Go through the records, and copy each line in which the string "segment" is present.

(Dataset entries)
-.-.-

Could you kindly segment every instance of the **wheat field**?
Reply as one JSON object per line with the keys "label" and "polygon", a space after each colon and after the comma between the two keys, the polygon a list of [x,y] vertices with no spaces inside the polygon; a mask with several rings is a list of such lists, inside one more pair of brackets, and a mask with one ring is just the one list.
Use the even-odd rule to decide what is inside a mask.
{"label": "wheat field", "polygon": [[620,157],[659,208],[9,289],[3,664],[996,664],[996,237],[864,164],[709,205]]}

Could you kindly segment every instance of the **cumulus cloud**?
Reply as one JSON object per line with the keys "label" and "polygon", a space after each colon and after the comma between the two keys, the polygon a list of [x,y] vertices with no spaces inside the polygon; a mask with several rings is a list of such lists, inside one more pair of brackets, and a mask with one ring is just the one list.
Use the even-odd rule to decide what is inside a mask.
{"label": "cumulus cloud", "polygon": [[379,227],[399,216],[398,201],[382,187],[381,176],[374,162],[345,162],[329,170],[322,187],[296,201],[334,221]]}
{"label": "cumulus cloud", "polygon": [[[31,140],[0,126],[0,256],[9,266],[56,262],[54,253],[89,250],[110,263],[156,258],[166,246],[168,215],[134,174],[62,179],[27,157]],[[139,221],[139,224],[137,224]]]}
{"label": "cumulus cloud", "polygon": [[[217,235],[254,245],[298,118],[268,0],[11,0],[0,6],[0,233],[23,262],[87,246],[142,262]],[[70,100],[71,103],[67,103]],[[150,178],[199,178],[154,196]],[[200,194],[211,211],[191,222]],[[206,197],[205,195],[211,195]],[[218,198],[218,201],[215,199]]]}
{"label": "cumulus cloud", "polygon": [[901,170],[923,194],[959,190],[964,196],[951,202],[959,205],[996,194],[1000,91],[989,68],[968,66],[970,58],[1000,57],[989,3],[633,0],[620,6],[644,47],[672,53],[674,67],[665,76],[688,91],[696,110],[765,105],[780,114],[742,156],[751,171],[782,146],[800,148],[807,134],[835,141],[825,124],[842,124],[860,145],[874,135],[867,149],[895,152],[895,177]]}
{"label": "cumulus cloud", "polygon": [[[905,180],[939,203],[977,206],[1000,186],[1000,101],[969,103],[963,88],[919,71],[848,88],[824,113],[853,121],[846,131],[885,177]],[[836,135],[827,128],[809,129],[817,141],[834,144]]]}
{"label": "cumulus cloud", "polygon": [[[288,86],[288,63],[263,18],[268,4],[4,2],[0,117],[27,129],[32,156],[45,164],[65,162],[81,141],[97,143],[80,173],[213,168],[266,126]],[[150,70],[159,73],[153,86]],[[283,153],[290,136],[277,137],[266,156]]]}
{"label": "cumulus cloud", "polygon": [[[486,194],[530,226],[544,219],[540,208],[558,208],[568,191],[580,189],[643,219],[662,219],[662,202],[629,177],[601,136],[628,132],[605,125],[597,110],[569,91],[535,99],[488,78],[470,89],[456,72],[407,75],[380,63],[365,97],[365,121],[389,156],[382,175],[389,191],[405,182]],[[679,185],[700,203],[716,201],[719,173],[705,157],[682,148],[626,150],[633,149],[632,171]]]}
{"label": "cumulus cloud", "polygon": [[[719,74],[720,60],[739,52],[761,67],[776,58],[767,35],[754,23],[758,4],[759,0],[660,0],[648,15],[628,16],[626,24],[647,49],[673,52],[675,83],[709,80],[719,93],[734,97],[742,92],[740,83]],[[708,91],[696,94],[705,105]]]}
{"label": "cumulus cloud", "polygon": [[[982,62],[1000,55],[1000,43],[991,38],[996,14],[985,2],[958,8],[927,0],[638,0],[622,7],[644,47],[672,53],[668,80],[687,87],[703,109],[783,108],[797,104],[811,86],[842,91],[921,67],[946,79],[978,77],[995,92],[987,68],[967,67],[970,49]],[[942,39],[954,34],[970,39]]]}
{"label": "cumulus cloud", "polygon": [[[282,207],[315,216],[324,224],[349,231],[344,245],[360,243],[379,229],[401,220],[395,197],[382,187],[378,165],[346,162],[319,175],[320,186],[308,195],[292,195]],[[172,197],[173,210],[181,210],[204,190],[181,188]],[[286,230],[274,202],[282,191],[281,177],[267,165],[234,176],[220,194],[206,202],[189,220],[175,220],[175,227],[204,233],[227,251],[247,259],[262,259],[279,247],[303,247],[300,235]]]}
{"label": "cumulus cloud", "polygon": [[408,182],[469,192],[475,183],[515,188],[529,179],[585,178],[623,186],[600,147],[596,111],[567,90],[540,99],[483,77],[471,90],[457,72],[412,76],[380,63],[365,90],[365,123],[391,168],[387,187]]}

-.-.-

*ANSWER TO THIS EXERCISE*:
Could you kindly segment every instance of the **wheat field**?
Could you kindly segment every instance of the **cumulus cloud**?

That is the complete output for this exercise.